Article -
>>

Neo4j: Building a graph of Strava activities
In my last post I showed how to import activities from Strava’s API into Neo4j using only the APOC library, but that was only part of the graph so I thought I’d share the rest of what I’ve done.
The Graph Model
In the previous post I showed how to import nodes with Run
label, but there are some other pieces of data that I wanted to import as well.
Segments
are member created portions of a road where users can compete for time.
A run can have SegmentEfforts
on Segments
where a segment effort will indicate how long it took to complete that segment.
Each run also has 'best efforts' where Strava indicates a predicted time for different distances (e.g. 1km, 1 mile, 2 miles, 5km etc)
In the graph model we’ll create DistanceEffort
nodes for each run and a Distance
node to represent each distance.
This is what our graph should look like. This diagram was created using Alistair Jones' Arrows tool in case you want to create your own.
Create constraints
Before we import any data we’ll set up some constraints so we don’t end up with duplicate nodes.
When we create a constraint on a (label, property)

<<

Dataset extract -

>>

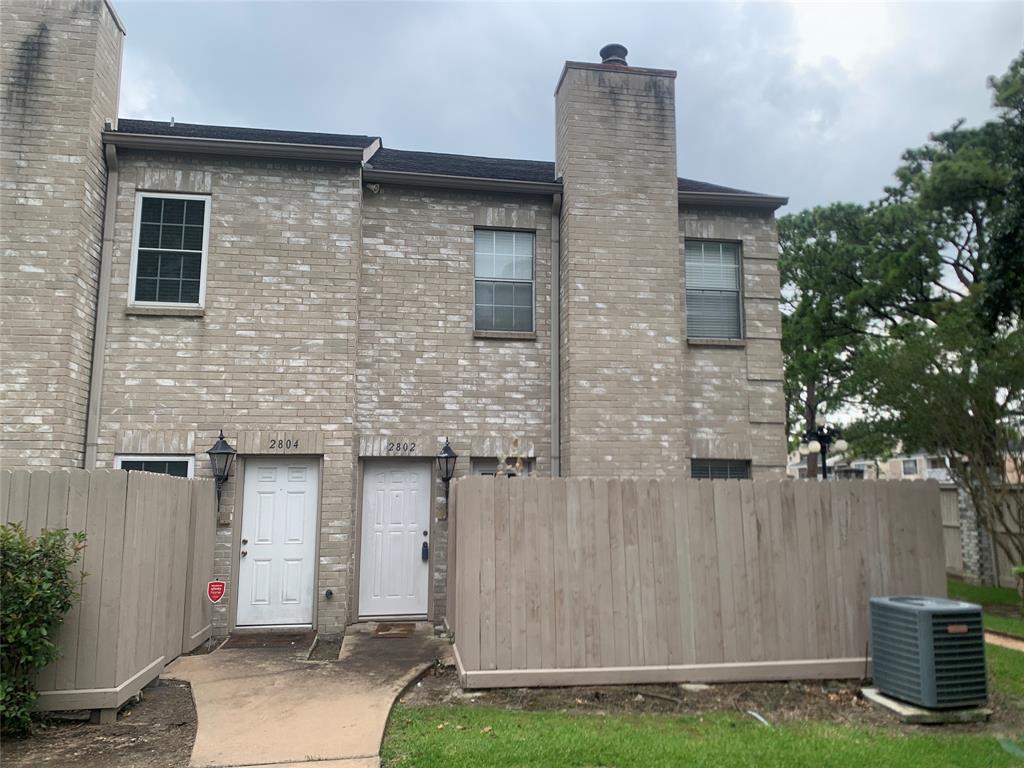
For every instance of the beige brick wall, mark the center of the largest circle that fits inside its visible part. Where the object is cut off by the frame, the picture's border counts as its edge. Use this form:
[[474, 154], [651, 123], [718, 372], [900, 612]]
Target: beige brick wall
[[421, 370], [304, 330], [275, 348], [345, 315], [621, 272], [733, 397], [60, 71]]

<<

Exercise instructions - Write the next part of the Neo4j post about building a graph of Strava activities, picking up from its last line. The listing is separate from the Strava graph post and unrelated to it.

Result for this exercise -
pair an index is also created so it’ll help speed up the import process as well.
CREATE CONSTRAINT ON (d:Distance)
ASSERT d.name is UNIQUE;
CREATE CONSTRAINT ON (r:Run)
ASSERT r.id is UNIQUE;
CREATE CONSTRAINT ON (d:DistanceEffort)
ASSERT d.id is UNIQUE;
CREATE CONSTRAINT ON (s:SegmentEffort)
ASSERT s.id is UNIQUE;
CREATE CONSTRAINT ON (s:Segment)
ASSERT s.id is UNIQUE;
Importing data
First we’ll create a parameter that contains our Strava token for interacting with their API. You can generate a token via the 'Create and Manage Your App' page.
:param stravaToken => "Bearer <strava-token>";
Now we’re ready to import some data!
The data we want to import comes from several different API endpoints, but we’ll start with the Run
nodes.
We can get these from the List Athlete Activities part of the API.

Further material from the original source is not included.